** START Document extract **

/PCAfold

Low-dimensional PCA-derived manifolds and everything in between!

Primary LanguagePythonMIT LicenseMIT

License: MIT Documentation Status GitLab Binder

PCAfold is an open-source Python library for generating, analyzing and improving low-dimensional manifolds. It incorporates a variety of data preprocessing tools (including data clustering and sampling), implements several dimensionality reduction strategies and utilizes novel approaches to assess the quality of the obtained low-dimensional manifolds. The latest software version introduces algorithms to optimize projection topologies based on quantities of interest (QoIs) and novel tools to reconstruct QoIs from the low-dimensional data representations using partition of unity networks (POUnets).

Citing PCAfold

PCAfold is published in the SoftwareX journal. If you use PCAfold in a scientific publication, you can cite the software as:

Zdybał, K., Armstrong, E., Parente, A. and Sutherland, J.C., 2020. PCAfold: Python software to generate, analyze and improve PCA-derived low-dimensional manifolds. SoftwareX, 12, p.100630.

or using BibTeX:

@article{pcafold2020,
title = "PCAfold: Python software to generate, analyze and improve PCA-derived low-dimensional manifolds",
journal = "SoftwareX",
volume = "12",
pages = "100630",
year = "2020",
issn = "2352-7110",
doi = "https://doi.org/10.1016/j.softx.2020.100630",
url = "http://www.sciencedirect.com/science/article/pii/S2352711020303435",
author = "Kamila Zdybał and Elizabeth Armstrong and Alessandro Parente and James C. Sutherland"
}

PCAfold documentation contains a thorough user guide including equations, references and example code snippets. Numerous illustrative tutorials and demos are presented as well. The corresponding Jupyter notebooks can be found in the docs/tutorials directory.

** END Document extract **
** START Excerpted data **

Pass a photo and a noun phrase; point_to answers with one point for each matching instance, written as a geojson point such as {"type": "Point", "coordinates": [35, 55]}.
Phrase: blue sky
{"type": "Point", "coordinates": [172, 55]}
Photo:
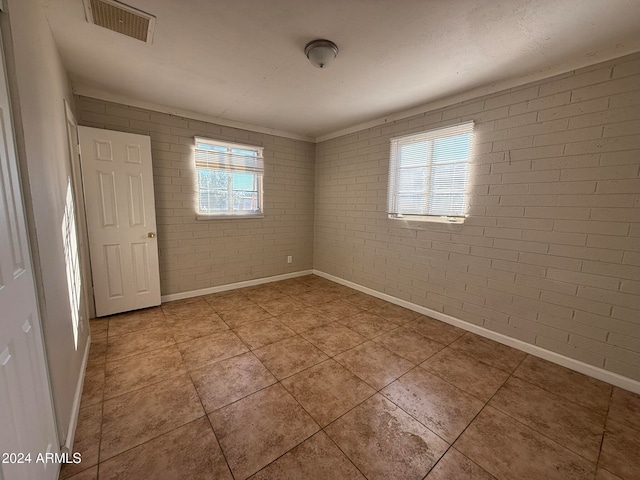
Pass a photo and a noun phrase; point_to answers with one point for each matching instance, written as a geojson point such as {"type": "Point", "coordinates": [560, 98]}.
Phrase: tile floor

** END Excerpted data **

§ **Short exercise A**
According to the PCAfold page, what does the latest version use to reconstruct QoIs from low-dimensional data representations?
§ **Short exercise B**
Reproduce the PCAfold page from "Citing PCAfold" to "SoftwareX, 12, p.100630.".
Answer using the PCAfold page alone.

§ **Correct result A**
Partition of unity networks (POUnets).

§ **Correct result B**
Citing PCAfold

PCAfold is published in the SoftwareX journal. If you use PCAfold in a scientific publication, you can cite the software as:

Zdybał, K., Armstrong, E., Parente, A. and Sutherland, J.C., 2020. PCAfold: Python software to generate, analyze and improve PCA-derived low-dimensional manifolds. SoftwareX, 12, p.100630.